— begin Selected extract —

Kristian Gullichsen, in many ways the doyen of the cool Helsinki school, was chosen as architect. He believes that 'an embassy building has a symbolic function; it must represent its country in a diplomatic way while interpreting the codes of its location. The Finnish Embassy in Stockholm does not portray Finland as a wonderland of high-tech culture. On the contrary, it attempts to communicate on the level of the collective memories of the two countries'.
Finland was unable to obtain as grand a site in Stockholm as Sweden did in Helsinki. But, though quite small, the plot (previously used as a car park by the Swedish broadcasting organization, the lumpen headquarters of which is a blot on a delicate area) is by no means a bad one. On the edge of the diplomatic quarter in Ostermalm, the eastern part of the central city, it overlooks the Gardet, a fragment of the national nature reserve Djurgarden, which retains the peaceful quality of tree-studded parkland similar to, for instance, Hyde Park in London. In the '30s, the city managed to persuade the state to sell part of the reserve for development to accommodate Stockholm's rapidly expanding population. Here were made some of the city's first crisp white functionalist housing blocks, built as pavilions in the park at the start of Sweden's socialist mid-century romance with Modernism. (The revolutionary Stockholm exhibition of 1930 was held in Djurgarden.)

— end Selected extract —
— begin Information provided —

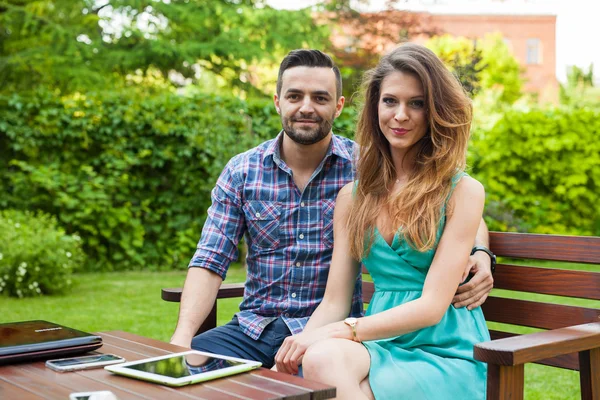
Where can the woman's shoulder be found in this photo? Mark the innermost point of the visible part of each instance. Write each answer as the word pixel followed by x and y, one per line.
pixel 468 187
pixel 348 189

— end Information provided —

Set task A
Retype the part of the passage on the Finnish Embassy in Stockholm between "Kristian Gullichsen, in" and "the two countries'.", inclusive.
Set task B
In the passage on the Finnish Embassy in Stockholm, what was the plot previously used for?
Set task C
Carry on the passage on the Finnish Embassy in Stockholm from the point where it stops.
The data has no connection to the text about the Finnish Embassy in Stockholm.

Written response A
Kristian Gullichsen, in many ways the doyen of the cool Helsinki school, was chosen as architect. He believes that 'an embassy building has a symbolic function; it must represent its country in a diplomatic way while interpreting the codes of its location. The Finnish Embassy in Stockholm does not portray Finland as a wonderland of high-tech culture. On the contrary, it attempts to communicate on the level of the collective memories of the two countries'.

Written response B
It was used as a car park by the Swedish broadcasting organization.

Written response C
Gullichsen, as he said he would, has responded to context. Indeed, seen from a distance, the new embassy could be mistaken for a large fragment of the 1930 exhibition miraculously preserved and slightly moved. But close up, the building is clearly much more substantial and tectonically satisfying than any temporary exhibition pavilion. A long white wall faces the park. It is at once a defensive plane with few openings, and one that offers the promise of welcome through a giant full-height gated portico, beyond which can be glimpsed an inner court. Security is a major determinant of embassy design, and the wall is the building's shield. The building presses to site edges because of the quantity of accommodation to be incorporated in a very restricted perimeter, and because Gullichsen, like most of his Finnish contemporaries, is concerned to bring daylight into the centre of his plans.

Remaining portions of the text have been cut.